Première chambre civile de la Cour de cassation, le 25 juin 2025, n°24-16.711

L’exigence de motivation de la déclaration d’appel en matière de rétention administrative des étrangers constitue une garantie procédurale essentielle. Elle vise à assurer l’efficacité du contrôle juridictionnel tout en préservant les droits fondamentaux des personnes retenues. La première chambre civile de la Cour de cassation, par un arrêt du 25 juin 2025, apporte une clarification décisive sur les conditions dans lesquelles le premier président peut déclarer irrecevable un appel formé contre une décision de prolongation de rétention.

• PROBLÈME POSÉ 1: Actualisez une partie de l’extrait sur l’arrêt du 25 juin 2025 : commencez aux mots « Première chambre civile de la Cour de cassation, le » et arrêtez-vous après « prolongation de rétention. », en remplaçant « premier président » par « magistrat délégué ».
• PROBLÈME POSÉ 2: Résumez plus brièvement le paragraphe de l’extrait sur l’arrêt du 25 juin 2025 qui commence par « L’exigence de motivation », en gardant ses faits principaux.

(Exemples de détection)
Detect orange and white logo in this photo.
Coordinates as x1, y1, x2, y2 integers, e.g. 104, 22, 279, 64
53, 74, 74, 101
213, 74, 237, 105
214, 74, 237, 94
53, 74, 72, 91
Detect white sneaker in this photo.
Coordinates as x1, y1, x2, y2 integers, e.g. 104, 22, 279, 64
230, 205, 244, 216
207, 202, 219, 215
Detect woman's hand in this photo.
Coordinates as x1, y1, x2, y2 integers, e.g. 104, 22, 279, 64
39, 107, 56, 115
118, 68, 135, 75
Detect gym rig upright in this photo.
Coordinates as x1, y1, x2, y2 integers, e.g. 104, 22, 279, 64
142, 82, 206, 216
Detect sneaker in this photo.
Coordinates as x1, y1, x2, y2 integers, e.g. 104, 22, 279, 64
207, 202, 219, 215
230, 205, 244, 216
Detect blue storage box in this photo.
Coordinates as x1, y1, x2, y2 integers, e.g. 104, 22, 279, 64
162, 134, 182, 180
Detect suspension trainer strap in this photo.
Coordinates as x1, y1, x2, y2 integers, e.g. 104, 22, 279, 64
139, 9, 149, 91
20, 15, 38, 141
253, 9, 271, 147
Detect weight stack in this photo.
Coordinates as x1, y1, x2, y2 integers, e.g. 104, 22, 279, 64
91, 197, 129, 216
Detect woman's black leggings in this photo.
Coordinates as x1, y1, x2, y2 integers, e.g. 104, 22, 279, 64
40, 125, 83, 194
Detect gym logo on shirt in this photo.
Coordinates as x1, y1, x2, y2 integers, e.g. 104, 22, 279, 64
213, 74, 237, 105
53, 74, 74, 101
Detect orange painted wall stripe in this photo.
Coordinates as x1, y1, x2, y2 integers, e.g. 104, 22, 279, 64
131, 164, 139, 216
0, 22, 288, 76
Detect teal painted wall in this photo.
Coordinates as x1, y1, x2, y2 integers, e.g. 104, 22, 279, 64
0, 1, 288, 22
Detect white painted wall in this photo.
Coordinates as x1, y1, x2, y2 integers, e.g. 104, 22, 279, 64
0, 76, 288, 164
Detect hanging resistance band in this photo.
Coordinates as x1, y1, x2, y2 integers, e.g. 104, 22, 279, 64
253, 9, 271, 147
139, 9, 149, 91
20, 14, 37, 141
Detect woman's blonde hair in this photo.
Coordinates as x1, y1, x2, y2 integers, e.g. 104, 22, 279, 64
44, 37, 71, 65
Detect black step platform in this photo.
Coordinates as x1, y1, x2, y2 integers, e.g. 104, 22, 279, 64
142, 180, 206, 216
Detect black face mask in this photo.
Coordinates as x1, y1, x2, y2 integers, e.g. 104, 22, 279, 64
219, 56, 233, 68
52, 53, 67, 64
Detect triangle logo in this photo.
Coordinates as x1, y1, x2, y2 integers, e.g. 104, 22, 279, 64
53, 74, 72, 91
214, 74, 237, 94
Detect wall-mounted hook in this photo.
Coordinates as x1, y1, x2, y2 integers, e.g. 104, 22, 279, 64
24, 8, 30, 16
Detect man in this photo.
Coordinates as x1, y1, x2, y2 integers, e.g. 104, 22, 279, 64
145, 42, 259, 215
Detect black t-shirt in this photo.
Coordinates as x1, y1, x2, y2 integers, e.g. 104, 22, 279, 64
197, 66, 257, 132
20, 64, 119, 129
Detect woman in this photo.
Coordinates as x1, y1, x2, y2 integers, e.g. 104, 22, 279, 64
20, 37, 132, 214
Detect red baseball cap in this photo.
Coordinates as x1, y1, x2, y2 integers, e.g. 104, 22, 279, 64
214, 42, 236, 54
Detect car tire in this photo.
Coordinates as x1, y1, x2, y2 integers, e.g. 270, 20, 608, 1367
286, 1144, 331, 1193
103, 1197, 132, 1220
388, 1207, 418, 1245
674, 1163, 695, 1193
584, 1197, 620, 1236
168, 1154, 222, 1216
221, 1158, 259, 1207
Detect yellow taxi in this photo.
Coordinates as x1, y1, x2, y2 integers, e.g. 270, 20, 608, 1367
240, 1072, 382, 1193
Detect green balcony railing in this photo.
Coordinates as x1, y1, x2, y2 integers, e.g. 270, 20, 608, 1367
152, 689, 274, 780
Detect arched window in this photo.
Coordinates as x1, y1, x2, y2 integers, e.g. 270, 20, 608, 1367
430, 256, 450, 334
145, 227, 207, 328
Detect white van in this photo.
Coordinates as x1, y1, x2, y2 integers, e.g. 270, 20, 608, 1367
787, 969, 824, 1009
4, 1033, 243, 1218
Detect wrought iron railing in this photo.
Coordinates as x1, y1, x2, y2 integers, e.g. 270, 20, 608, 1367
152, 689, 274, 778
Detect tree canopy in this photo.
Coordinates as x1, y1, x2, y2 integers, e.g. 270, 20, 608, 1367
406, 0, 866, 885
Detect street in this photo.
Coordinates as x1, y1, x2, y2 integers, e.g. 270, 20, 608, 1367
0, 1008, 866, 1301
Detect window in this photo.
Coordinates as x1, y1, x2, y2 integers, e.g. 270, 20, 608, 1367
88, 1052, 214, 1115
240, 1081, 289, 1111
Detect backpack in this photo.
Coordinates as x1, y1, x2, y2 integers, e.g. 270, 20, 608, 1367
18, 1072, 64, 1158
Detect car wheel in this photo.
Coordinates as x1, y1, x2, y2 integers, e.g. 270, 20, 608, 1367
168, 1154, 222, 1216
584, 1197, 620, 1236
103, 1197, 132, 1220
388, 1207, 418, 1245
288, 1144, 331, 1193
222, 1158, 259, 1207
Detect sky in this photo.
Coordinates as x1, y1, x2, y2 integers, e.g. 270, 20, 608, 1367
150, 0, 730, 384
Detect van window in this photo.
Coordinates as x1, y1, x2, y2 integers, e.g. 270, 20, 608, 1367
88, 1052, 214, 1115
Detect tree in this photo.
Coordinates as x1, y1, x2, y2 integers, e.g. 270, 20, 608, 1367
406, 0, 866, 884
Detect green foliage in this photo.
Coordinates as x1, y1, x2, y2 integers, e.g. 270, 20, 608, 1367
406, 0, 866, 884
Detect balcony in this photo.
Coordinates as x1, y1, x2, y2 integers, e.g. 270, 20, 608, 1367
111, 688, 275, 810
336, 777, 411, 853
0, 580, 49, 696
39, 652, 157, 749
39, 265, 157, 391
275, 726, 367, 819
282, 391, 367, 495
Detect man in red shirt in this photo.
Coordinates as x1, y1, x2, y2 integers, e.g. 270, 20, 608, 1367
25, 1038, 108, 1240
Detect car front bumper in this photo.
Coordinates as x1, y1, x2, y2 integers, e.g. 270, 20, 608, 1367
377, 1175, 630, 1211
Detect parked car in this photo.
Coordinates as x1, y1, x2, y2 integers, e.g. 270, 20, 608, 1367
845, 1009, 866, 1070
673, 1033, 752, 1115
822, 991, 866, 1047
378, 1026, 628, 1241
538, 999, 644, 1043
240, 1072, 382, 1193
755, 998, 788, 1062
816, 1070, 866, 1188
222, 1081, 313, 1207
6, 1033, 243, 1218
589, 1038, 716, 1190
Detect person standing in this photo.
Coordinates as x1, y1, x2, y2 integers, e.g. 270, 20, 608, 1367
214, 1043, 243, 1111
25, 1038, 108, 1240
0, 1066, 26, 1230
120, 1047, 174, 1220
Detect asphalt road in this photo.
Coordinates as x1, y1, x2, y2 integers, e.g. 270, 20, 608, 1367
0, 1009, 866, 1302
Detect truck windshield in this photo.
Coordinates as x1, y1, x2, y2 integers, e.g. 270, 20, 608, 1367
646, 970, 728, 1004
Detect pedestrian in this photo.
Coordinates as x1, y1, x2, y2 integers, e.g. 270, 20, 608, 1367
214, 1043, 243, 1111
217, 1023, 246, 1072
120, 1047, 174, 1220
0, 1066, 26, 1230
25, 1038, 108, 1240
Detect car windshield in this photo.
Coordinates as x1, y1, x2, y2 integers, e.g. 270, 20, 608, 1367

• RÉPONSE ATTENDUE 1:
Première chambre civile de la Cour de cassation, le 25 juin 2025, n°24-16.711

L’exigence de motivation de la déclaration d’appel en matière de rétention administrative des étrangers constitue une garantie procédurale essentielle. Elle vise à assurer l’efficacité du contrôle juridictionnel tout en préservant les droits fondamentaux des personnes retenues. La première chambre civile de la Cour de cassation, par un arrêt du 25 juin 2025, apporte une clarification décisive sur les conditions dans lesquelles le magistrat délégué peut déclarer irrecevable un appel formé contre une décision de prolongation de rétention.

• RÉPONSE ATTENDUE 2: En matière de rétention administrative des étrangers, la déclaration d’appel doit être motivée. Cette garantie procédurale essentielle assure l’efficacité du contrôle juridictionnel et préserve les droits fondamentaux des personnes retenues. Dans un arrêt du 25 juin 2025, la première chambre civile de la Cour de cassation précise quand le premier président peut déclarer irrecevable un appel contre une décision de prolongation de rétention.